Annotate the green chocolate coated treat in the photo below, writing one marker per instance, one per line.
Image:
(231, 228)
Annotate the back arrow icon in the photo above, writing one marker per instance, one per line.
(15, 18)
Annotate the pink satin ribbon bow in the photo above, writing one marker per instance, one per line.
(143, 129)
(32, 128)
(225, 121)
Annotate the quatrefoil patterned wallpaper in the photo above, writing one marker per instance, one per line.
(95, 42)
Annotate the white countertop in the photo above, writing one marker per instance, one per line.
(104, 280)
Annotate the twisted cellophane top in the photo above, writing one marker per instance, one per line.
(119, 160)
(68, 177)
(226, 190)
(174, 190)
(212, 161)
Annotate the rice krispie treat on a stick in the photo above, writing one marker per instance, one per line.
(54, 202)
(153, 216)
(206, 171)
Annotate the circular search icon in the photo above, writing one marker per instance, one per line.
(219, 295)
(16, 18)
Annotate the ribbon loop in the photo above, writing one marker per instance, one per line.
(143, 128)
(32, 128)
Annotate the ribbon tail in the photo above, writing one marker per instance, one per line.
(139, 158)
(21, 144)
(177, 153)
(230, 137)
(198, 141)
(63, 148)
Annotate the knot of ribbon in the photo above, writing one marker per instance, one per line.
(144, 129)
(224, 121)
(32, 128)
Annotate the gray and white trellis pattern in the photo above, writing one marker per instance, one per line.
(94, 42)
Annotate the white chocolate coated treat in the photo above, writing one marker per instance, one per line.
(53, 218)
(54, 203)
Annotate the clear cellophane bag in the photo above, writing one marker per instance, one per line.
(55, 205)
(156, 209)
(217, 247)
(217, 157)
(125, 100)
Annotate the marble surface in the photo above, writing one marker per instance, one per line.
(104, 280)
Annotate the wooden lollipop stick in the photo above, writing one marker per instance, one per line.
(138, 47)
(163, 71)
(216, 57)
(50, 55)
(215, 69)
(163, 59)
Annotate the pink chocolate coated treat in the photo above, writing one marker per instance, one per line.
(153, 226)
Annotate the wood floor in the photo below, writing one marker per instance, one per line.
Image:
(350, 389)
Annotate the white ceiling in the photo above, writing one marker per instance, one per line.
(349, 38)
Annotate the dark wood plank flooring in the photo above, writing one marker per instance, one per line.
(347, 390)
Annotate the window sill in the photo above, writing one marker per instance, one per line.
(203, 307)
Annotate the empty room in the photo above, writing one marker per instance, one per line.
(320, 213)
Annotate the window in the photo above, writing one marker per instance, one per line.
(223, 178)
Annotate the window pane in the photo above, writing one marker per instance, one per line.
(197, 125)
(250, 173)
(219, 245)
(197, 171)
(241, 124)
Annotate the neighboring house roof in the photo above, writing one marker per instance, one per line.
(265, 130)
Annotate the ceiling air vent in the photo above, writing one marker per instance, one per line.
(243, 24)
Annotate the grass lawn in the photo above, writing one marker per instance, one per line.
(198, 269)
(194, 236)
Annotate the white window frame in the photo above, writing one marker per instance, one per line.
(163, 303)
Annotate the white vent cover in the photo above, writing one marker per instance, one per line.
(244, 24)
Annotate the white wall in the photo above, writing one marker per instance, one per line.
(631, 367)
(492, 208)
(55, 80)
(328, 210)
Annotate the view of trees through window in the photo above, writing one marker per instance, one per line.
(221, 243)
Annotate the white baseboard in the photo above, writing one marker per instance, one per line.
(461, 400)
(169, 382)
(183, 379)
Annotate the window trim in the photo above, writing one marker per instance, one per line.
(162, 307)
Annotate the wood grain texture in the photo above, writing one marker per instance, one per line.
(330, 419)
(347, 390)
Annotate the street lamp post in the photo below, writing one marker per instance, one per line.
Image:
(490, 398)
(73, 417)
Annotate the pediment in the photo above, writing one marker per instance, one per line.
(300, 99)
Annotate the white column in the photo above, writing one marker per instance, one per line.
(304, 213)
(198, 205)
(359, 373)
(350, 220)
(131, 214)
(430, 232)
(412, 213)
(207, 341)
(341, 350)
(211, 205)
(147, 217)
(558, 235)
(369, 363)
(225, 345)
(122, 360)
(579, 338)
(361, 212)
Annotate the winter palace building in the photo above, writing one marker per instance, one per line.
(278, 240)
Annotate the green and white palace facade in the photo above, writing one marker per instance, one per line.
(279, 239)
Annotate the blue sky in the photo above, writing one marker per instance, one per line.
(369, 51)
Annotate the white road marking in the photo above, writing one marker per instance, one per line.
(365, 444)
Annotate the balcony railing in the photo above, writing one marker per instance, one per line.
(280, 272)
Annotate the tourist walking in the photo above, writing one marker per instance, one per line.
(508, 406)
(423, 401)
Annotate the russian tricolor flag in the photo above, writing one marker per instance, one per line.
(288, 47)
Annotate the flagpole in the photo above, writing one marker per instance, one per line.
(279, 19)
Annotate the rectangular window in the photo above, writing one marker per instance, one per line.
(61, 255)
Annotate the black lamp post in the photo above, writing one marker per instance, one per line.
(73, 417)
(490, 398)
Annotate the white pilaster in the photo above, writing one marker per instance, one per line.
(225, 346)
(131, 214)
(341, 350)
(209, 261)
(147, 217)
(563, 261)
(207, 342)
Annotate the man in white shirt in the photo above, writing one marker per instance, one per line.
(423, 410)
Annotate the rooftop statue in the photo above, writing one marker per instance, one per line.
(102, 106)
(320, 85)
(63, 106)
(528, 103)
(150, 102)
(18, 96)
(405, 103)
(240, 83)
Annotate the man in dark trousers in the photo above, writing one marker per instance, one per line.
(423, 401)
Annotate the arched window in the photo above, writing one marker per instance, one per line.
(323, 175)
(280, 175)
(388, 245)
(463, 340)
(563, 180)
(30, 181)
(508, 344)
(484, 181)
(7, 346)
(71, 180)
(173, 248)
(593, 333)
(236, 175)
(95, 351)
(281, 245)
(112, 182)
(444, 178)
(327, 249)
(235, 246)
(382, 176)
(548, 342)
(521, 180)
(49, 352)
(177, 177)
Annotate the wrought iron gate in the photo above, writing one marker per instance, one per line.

SHORT EXERCISE = Edit everything from the line containing "Annotate the green and" down to the end of the items, swapping "rooftop statue" for "roof sculpture" and keeping all other text unchanged. Output only that revised stretch of items.

REPLY =
Annotate the green and white palace facade in the photo above, writing one marker per instance, one per line.
(279, 239)
Annotate the blue sky in the photo above, writing one marker per instance, one per line.
(369, 51)
Annotate the white road marking in the photo above, writing one marker per instance, one per line.
(365, 444)
Annotate the balcony railing in the photo above, writing one marker per instance, one per line.
(280, 272)
Annotate the tourist walking in the photo above, writing one marker per instance, one per line.
(508, 406)
(423, 401)
Annotate the russian tricolor flag in the photo above, writing one marker per instance, one per line.
(288, 47)
Annotate the flagpole in the photo above, writing one marker per instance, one per line.
(279, 19)
Annotate the rectangular window in the photo above, writing one marker per instance, one per line.
(61, 255)
Annotate the black lamp post in the photo above, writing one marker per instance, one per line.
(73, 417)
(490, 398)
Annotate the white pilaster in the photo above, writing one marker per instance, one per line.
(225, 346)
(131, 214)
(341, 350)
(209, 261)
(147, 217)
(563, 261)
(207, 342)
Annotate the man in white shirt in the photo above, writing one marker per instance, one per line.
(423, 410)
Annotate the roof sculpture in the photo above, writing one marker per instance, one per line.
(102, 106)
(320, 85)
(63, 106)
(528, 103)
(150, 102)
(18, 96)
(405, 103)
(240, 83)
Annotate the man in dark trousers in the photo above, writing one marker per instance, one per line.
(423, 401)
Annotate the arched window in the photo above, writing one marker per instance, one per line.
(323, 175)
(280, 175)
(388, 245)
(463, 340)
(563, 180)
(30, 181)
(508, 344)
(484, 181)
(7, 346)
(71, 180)
(173, 248)
(593, 333)
(236, 175)
(95, 351)
(281, 245)
(112, 182)
(444, 178)
(327, 249)
(235, 246)
(382, 176)
(548, 342)
(521, 180)
(49, 352)
(177, 177)
Annotate the wrought iron gate in the photo above, writing one marker per instance, one per line.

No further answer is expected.